▶ Try it: Select the lines of the records containing the word "road" and list them.

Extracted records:
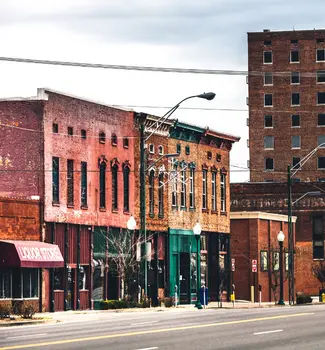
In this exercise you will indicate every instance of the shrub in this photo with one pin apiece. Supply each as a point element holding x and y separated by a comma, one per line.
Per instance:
<point>5,311</point>
<point>169,301</point>
<point>28,311</point>
<point>303,298</point>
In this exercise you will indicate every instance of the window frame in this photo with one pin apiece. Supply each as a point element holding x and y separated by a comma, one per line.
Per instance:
<point>264,57</point>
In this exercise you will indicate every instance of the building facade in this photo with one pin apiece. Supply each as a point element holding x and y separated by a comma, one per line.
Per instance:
<point>286,103</point>
<point>254,237</point>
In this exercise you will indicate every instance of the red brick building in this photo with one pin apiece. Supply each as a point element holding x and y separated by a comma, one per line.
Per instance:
<point>254,237</point>
<point>309,227</point>
<point>77,156</point>
<point>286,98</point>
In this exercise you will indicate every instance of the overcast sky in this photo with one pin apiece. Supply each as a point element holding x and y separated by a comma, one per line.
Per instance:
<point>184,34</point>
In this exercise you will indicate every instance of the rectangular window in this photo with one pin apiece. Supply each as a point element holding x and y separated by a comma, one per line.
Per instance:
<point>70,187</point>
<point>268,100</point>
<point>83,134</point>
<point>223,192</point>
<point>191,191</point>
<point>294,56</point>
<point>268,142</point>
<point>161,195</point>
<point>320,55</point>
<point>268,121</point>
<point>295,78</point>
<point>295,161</point>
<point>320,98</point>
<point>183,188</point>
<point>321,163</point>
<point>320,76</point>
<point>213,191</point>
<point>275,261</point>
<point>267,57</point>
<point>204,189</point>
<point>318,237</point>
<point>263,260</point>
<point>55,180</point>
<point>83,187</point>
<point>295,99</point>
<point>321,140</point>
<point>269,164</point>
<point>295,141</point>
<point>295,121</point>
<point>268,78</point>
<point>321,120</point>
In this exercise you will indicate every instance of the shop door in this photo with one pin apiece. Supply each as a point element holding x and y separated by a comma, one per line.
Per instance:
<point>184,278</point>
<point>71,290</point>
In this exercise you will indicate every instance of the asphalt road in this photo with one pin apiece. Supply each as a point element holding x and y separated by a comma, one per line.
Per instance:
<point>299,327</point>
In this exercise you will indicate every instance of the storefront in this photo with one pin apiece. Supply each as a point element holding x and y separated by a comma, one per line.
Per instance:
<point>20,269</point>
<point>183,261</point>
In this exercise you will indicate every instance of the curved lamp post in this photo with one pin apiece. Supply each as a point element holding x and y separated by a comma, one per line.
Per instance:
<point>280,238</point>
<point>206,96</point>
<point>197,229</point>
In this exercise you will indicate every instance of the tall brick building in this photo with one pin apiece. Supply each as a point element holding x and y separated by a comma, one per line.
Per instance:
<point>286,76</point>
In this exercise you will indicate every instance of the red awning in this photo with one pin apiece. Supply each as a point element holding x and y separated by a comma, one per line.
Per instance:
<point>30,254</point>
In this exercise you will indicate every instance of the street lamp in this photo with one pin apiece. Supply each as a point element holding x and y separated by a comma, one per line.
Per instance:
<point>197,229</point>
<point>131,224</point>
<point>207,96</point>
<point>280,238</point>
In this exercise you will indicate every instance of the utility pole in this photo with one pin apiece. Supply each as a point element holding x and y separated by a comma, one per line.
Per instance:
<point>291,242</point>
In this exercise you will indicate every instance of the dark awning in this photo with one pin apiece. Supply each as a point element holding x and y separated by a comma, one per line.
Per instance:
<point>30,254</point>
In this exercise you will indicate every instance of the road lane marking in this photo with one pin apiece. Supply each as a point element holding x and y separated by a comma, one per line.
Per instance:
<point>142,323</point>
<point>26,336</point>
<point>153,331</point>
<point>267,332</point>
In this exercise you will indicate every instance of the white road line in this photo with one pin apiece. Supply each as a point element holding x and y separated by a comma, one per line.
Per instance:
<point>27,336</point>
<point>142,323</point>
<point>266,332</point>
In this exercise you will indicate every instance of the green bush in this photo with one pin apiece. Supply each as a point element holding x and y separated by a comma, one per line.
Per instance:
<point>5,311</point>
<point>303,298</point>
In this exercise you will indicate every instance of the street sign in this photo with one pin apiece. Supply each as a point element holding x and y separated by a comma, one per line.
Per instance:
<point>254,265</point>
<point>233,264</point>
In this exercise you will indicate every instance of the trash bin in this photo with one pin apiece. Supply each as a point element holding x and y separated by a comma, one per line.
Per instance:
<point>204,295</point>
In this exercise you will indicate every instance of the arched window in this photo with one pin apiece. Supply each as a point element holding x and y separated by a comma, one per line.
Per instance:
<point>102,137</point>
<point>114,140</point>
<point>126,184</point>
<point>151,192</point>
<point>102,185</point>
<point>114,187</point>
<point>161,195</point>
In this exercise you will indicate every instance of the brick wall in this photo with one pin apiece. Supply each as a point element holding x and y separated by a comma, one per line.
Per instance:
<point>21,155</point>
<point>19,220</point>
<point>94,118</point>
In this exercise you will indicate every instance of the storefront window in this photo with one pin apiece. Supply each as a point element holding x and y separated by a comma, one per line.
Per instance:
<point>58,279</point>
<point>193,272</point>
<point>5,284</point>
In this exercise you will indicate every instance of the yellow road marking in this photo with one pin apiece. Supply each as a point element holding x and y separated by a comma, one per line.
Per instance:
<point>152,331</point>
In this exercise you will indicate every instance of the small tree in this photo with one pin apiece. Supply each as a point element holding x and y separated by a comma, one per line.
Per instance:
<point>319,272</point>
<point>123,248</point>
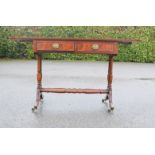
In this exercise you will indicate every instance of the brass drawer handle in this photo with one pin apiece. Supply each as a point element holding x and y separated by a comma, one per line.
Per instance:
<point>95,46</point>
<point>55,45</point>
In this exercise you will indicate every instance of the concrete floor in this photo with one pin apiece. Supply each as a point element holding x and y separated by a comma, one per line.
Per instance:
<point>133,95</point>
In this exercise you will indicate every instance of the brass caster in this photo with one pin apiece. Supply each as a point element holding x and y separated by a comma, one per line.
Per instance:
<point>103,100</point>
<point>109,110</point>
<point>112,108</point>
<point>34,108</point>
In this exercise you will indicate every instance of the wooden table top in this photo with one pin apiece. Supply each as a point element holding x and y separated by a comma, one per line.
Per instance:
<point>31,39</point>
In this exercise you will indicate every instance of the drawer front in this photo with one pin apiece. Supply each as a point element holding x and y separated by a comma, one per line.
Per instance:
<point>54,46</point>
<point>97,47</point>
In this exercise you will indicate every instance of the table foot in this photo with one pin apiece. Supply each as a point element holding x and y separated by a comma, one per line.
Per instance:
<point>34,108</point>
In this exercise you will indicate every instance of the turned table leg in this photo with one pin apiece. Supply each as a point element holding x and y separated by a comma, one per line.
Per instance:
<point>39,95</point>
<point>109,87</point>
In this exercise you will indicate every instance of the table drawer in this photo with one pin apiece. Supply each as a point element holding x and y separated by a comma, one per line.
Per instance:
<point>54,46</point>
<point>97,47</point>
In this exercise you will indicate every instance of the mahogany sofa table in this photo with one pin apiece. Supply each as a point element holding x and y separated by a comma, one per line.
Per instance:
<point>70,45</point>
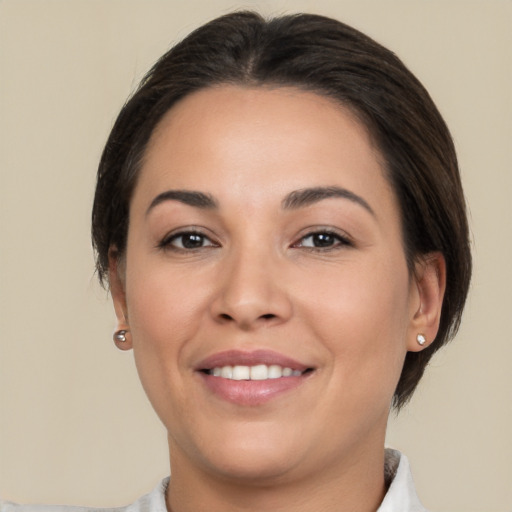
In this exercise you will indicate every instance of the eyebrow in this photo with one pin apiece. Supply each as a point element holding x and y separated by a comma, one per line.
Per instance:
<point>293,201</point>
<point>308,196</point>
<point>189,197</point>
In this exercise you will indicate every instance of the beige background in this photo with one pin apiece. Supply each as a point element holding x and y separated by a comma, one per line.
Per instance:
<point>75,426</point>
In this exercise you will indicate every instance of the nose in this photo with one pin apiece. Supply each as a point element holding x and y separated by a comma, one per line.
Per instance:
<point>252,292</point>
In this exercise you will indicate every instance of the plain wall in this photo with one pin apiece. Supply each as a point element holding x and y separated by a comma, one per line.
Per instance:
<point>75,426</point>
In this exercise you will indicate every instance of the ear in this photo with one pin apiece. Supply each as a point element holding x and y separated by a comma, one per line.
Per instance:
<point>428,288</point>
<point>116,277</point>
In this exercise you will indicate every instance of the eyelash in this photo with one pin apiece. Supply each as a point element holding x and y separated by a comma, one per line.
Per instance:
<point>166,242</point>
<point>339,241</point>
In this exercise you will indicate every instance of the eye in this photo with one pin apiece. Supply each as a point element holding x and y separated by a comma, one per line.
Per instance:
<point>323,240</point>
<point>186,241</point>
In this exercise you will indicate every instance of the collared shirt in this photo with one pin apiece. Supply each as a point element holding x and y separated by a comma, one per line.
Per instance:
<point>401,495</point>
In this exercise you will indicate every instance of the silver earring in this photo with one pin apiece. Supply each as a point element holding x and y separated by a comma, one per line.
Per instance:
<point>120,336</point>
<point>421,339</point>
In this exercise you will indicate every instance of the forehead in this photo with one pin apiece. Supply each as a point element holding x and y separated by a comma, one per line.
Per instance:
<point>262,140</point>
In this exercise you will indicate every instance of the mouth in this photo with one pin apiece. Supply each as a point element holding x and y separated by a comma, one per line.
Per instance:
<point>256,372</point>
<point>252,378</point>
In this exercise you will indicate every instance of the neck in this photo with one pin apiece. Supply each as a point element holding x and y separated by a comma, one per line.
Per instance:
<point>357,485</point>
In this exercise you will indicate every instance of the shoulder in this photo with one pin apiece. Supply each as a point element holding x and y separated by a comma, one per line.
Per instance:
<point>152,502</point>
<point>401,495</point>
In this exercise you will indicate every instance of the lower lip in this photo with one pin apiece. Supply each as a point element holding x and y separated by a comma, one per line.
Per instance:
<point>251,392</point>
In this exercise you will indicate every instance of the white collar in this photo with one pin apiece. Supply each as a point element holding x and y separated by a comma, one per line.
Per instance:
<point>401,495</point>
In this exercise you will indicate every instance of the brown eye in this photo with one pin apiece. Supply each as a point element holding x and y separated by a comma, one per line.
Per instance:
<point>187,241</point>
<point>323,240</point>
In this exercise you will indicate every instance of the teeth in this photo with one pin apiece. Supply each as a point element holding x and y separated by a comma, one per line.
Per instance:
<point>258,372</point>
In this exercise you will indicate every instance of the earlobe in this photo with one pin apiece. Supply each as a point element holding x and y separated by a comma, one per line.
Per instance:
<point>430,282</point>
<point>122,336</point>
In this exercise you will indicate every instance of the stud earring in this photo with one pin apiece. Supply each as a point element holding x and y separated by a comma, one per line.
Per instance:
<point>421,339</point>
<point>120,336</point>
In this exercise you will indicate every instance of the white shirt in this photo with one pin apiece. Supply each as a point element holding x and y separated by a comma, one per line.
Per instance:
<point>401,495</point>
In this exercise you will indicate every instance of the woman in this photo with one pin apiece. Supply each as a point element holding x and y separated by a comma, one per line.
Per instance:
<point>280,220</point>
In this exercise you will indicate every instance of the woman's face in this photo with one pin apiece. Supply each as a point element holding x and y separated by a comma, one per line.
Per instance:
<point>264,240</point>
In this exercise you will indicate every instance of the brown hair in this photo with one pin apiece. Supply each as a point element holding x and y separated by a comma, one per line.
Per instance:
<point>323,55</point>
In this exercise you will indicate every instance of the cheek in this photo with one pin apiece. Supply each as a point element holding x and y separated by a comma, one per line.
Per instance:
<point>361,316</point>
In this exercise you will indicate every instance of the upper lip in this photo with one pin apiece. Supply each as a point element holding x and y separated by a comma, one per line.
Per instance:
<point>252,358</point>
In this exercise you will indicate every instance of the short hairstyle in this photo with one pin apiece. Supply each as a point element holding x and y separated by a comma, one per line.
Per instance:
<point>325,56</point>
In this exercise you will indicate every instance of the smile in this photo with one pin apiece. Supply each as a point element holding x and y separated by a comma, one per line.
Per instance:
<point>252,378</point>
<point>258,372</point>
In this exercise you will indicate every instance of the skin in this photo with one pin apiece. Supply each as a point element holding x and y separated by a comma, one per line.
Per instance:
<point>350,309</point>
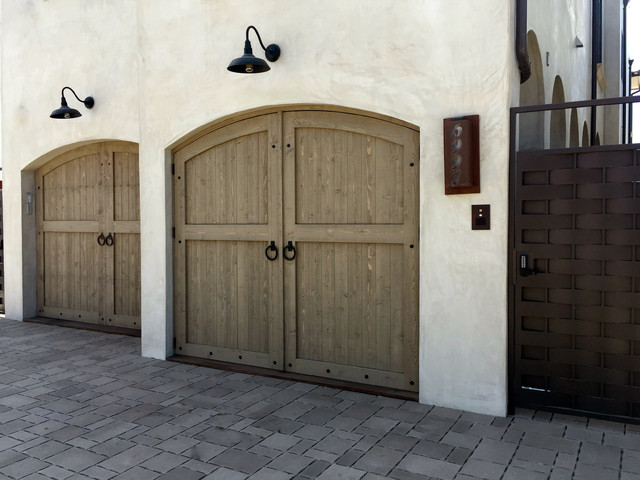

▶ Solved exercise:
In this exercise you will indicate every instance of the asphalt road in this photo with one pin apiece. Supply each as a point element holding x and y separated by a comma, one per line.
In this exercise you will indicate every instance of the road lane marking in this photo with one pin apiece. Supply each as a point element holding x and y separated by a comma, one per line.
In this exercise you will indicate every instance of the white road line in this photo with one pin apiece. Supply each as a point element holding x and y separated by a comma, one per line.
In this exercise you will indicate every instance of the yellow road marking in this photo with one pin apiece. Supply each as a point element holding x and y separated by a comma, one per line.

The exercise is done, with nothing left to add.